§ Given exercise: Please reproduce the lines below verbatim, from the line with "point: wall poster" to the line with "column 565, row 457", including both of those lines.

§ Dataset excerpt:
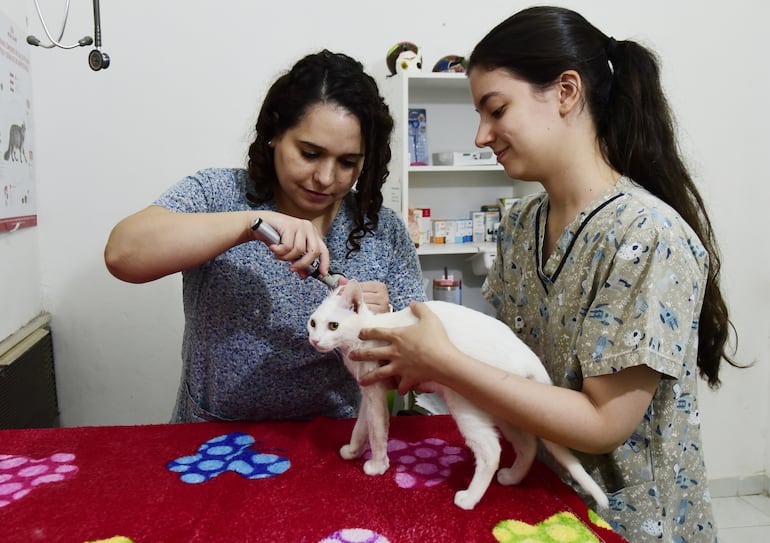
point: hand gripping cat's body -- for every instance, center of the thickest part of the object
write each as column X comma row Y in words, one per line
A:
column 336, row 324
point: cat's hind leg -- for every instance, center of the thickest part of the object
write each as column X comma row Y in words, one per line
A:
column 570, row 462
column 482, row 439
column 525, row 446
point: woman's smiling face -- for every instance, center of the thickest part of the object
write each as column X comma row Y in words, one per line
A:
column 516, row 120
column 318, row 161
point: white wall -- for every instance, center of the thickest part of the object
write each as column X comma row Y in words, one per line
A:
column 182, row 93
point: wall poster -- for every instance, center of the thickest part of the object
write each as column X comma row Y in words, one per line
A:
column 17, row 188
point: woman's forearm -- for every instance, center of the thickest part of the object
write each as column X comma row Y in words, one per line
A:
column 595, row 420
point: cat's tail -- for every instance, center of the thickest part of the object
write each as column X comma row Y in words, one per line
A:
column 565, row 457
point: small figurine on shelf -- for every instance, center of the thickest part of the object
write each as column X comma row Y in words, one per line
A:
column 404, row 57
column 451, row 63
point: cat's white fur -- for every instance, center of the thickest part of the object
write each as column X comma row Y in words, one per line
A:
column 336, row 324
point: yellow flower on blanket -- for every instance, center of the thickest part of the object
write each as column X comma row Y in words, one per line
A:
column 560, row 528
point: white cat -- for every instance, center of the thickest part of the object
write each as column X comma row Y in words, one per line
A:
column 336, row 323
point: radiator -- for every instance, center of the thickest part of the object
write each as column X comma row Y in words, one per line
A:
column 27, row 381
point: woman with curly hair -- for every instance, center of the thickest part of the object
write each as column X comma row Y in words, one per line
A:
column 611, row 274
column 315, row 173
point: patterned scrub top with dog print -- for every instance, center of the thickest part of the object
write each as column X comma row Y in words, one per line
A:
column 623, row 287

§ Right answer:
point: wall poster -- for every instance, center of the thickest part of the object
write each as column X comma row Y in words, one per line
A:
column 17, row 188
point: woman's forearm -- for every instance, center of the thickest part of the object
write each as column X comma row Y in words, one per line
A:
column 595, row 420
point: cat's tail -- for every instance, center of the thickest part of the object
write each as column X comma row Y in words, one per line
A:
column 565, row 457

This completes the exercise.